Actions to take:
**A)** Write out the passage of the blog post about the father's hospital stay from "I haven't been" up to and including "we get terrified.", word for word.
**B)** Answer these questions about the blog post on the father's hospital stay:
(i) For how long has the father been in ICU?
(ii) How long did the doctors take to review his symptoms before the cat-scan was done?
(iii) By when did the father tell his wife on the phone that he should be home?

Selected passage:
I haven't been able to update this blog for a couple of weeks and I thought I owed you all some explanation. Some of my blogging friends know by now that my dad has been in ICU for the last couple of weeks. At times, his health seems to be improving but at other times we get terrified.
This is how it all started. One day out of the blue he started having severe headache that wouldn't go away for a few days. He's never had headaches all his life so that was alarming but he is of the type who never asks anyone for any help. He wouldn't let our mom tell any of us siblings saying he didn't want to bother any of us. But then one day, he had a vomit and was taken to emergency. You would think the doctors would have done the cat-scan of the head right away but they took two full days to review his symptoms – which included lower back pain, intense weakness and pain in the thighs. They kept thinking it was some kind of weird virus. But when the cat-scan was done, it was discovered that he had bled at multiple spots in the brain. The bleeding had stopped but then other complications started happening – lung infection which according to the doctors, was picked up in the hospital itself.
My dad has always been very self sufficient, always going out of his way to help just about everyone and asking for help for himself is the last thing in his dictionary. Not always a positive I know. So this morning, he talked to my mom on the phone that he was feeling a lot better and should be home by the weekend. Only around noon we found out that he had tried to get out of the bed to go to the washroom but as soon as he got up, he fell because of weakness and passed out. We don't know when the nurses got to him but he did get bruised and started bleeding on the forehead – externally.

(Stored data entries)
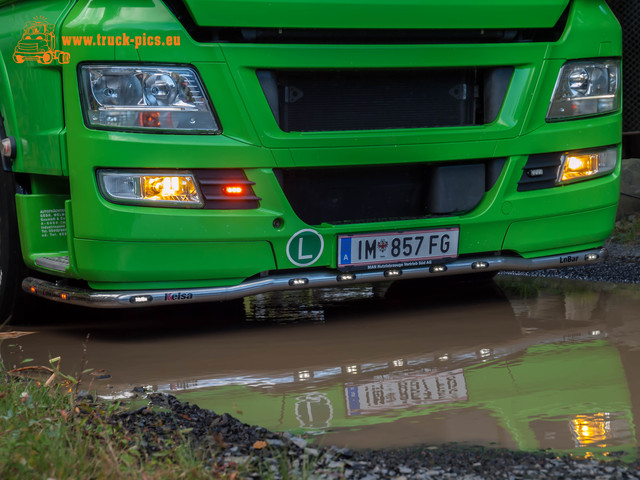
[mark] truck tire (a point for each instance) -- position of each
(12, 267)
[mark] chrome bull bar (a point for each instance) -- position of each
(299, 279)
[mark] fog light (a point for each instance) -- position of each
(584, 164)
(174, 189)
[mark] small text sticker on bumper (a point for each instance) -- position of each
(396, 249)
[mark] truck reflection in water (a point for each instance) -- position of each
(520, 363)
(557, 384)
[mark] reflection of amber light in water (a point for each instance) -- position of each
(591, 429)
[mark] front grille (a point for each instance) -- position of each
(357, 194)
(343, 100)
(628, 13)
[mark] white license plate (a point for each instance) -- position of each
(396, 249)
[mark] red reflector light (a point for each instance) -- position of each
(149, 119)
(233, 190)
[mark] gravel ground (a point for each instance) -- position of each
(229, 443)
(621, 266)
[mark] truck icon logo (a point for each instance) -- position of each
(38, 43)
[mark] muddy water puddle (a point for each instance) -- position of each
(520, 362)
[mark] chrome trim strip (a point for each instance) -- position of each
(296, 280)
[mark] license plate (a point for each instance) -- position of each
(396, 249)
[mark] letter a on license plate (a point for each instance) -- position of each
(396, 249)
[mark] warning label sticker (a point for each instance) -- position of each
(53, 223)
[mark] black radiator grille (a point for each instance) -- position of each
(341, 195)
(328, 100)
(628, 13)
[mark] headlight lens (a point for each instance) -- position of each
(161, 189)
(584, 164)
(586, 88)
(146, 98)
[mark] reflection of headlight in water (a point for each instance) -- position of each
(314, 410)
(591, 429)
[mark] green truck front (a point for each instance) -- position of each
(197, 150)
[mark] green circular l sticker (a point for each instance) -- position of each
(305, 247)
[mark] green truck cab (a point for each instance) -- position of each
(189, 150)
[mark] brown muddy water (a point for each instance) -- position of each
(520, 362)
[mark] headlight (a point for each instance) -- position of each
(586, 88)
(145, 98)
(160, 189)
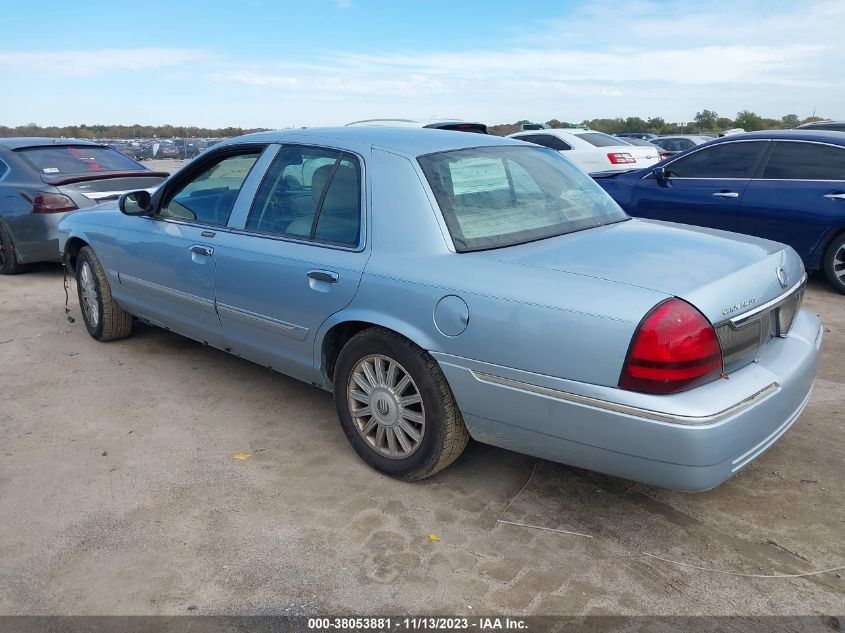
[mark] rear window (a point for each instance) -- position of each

Solutions per task:
**A)**
I haven't been able to update this blog for a couple of weeks and I thought I owed you all some explanation. Some of my blogging friends know by now that my dad has been in ICU for the last couple of weeks. At times, his health seems to be improving but at other times we get terrified.

**B)**
(i) For the last couple of weeks.
(ii) Two full days.
(iii) By the weekend.